In the entries that follow, the lines from the one with "box: [50, 58, 128, 296]" through the one with "63H80L58 149L72 159L98" are the ones to write out, exactly and with both ends included. Nothing else should appear.

»»

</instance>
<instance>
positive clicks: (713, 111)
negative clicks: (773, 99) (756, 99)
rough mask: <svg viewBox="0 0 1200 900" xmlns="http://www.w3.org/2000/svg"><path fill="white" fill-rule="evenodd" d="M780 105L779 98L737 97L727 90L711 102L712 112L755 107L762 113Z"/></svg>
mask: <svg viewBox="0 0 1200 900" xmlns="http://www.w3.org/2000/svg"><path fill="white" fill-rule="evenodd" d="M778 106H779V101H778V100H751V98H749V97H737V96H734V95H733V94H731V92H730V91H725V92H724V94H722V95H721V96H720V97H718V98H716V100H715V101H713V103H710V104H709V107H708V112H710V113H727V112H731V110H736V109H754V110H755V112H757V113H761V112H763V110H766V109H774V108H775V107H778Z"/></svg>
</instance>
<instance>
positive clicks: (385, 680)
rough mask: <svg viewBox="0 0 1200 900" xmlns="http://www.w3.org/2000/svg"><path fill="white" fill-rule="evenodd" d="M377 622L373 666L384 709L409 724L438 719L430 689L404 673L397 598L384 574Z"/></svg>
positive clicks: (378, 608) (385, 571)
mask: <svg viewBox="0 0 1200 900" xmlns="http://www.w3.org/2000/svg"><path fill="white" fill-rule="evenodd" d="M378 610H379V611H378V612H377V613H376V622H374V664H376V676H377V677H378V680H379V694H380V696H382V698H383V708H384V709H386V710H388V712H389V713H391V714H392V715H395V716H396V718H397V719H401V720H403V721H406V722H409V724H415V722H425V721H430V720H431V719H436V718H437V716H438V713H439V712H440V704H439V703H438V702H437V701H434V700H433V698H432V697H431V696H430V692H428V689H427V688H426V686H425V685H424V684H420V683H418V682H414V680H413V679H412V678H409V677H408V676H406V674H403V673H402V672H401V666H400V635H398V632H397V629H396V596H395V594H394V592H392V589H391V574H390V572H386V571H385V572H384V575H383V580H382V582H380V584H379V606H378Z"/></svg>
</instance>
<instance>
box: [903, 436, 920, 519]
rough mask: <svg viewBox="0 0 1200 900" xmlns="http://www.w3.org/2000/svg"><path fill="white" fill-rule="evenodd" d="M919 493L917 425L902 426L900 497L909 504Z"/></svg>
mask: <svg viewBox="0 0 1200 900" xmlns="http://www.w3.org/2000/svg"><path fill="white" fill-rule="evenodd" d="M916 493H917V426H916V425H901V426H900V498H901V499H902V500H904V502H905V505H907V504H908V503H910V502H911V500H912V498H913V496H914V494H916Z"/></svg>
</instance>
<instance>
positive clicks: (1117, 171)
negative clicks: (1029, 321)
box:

««
»»

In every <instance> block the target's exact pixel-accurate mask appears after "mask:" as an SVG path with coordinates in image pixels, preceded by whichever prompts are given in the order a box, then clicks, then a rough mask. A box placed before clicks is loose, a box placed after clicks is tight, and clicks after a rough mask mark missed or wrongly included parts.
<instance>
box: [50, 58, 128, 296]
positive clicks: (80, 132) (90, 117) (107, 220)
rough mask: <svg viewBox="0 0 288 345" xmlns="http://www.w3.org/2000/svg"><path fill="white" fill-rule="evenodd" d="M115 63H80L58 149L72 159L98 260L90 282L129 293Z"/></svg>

««
»»

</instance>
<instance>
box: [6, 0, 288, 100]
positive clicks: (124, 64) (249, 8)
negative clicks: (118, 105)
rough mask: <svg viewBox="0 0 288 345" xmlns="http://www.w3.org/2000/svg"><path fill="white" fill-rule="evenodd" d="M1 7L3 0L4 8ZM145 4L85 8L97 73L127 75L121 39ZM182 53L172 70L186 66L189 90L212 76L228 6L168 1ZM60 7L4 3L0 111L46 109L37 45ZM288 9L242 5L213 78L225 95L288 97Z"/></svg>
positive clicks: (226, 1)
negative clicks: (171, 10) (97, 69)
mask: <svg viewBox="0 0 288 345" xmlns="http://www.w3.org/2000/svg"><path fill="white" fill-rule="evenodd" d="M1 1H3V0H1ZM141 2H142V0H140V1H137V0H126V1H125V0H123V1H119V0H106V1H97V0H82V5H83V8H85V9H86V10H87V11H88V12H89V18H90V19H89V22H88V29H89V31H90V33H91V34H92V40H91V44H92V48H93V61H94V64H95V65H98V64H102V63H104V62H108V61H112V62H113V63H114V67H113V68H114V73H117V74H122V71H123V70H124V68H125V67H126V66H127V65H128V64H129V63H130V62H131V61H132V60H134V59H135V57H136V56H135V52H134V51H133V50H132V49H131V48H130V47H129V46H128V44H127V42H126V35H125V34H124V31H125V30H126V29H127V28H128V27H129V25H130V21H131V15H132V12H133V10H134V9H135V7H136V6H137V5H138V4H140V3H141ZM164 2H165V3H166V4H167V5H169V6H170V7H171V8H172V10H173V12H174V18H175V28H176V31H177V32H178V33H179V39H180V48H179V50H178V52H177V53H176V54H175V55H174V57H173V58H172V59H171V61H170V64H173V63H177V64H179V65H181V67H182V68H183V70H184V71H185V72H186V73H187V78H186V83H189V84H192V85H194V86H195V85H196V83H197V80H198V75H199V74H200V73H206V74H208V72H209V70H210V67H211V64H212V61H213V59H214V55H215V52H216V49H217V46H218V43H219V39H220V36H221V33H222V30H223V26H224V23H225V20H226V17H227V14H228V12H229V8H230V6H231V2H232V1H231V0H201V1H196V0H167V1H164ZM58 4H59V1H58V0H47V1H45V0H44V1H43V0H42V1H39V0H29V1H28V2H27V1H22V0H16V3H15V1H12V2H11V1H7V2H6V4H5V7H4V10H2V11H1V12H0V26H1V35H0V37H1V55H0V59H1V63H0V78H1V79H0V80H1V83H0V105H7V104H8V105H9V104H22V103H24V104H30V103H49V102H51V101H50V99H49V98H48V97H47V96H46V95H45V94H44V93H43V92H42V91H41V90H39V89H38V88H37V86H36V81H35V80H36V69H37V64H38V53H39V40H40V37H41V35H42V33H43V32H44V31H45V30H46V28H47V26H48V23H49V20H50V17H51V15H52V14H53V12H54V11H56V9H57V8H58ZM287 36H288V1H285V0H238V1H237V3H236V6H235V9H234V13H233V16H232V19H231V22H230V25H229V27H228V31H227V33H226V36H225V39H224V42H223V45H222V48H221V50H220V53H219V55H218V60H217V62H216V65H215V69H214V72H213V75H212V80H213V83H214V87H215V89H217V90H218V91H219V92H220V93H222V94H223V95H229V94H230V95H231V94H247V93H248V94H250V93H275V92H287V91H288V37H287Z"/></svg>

««

OUTPUT:
box: [50, 58, 128, 296]
positive clicks: (80, 132) (90, 117) (107, 220)
rough mask: <svg viewBox="0 0 288 345" xmlns="http://www.w3.org/2000/svg"><path fill="white" fill-rule="evenodd" d="M115 63H80L58 149L72 159L98 260L90 282L129 293Z"/></svg>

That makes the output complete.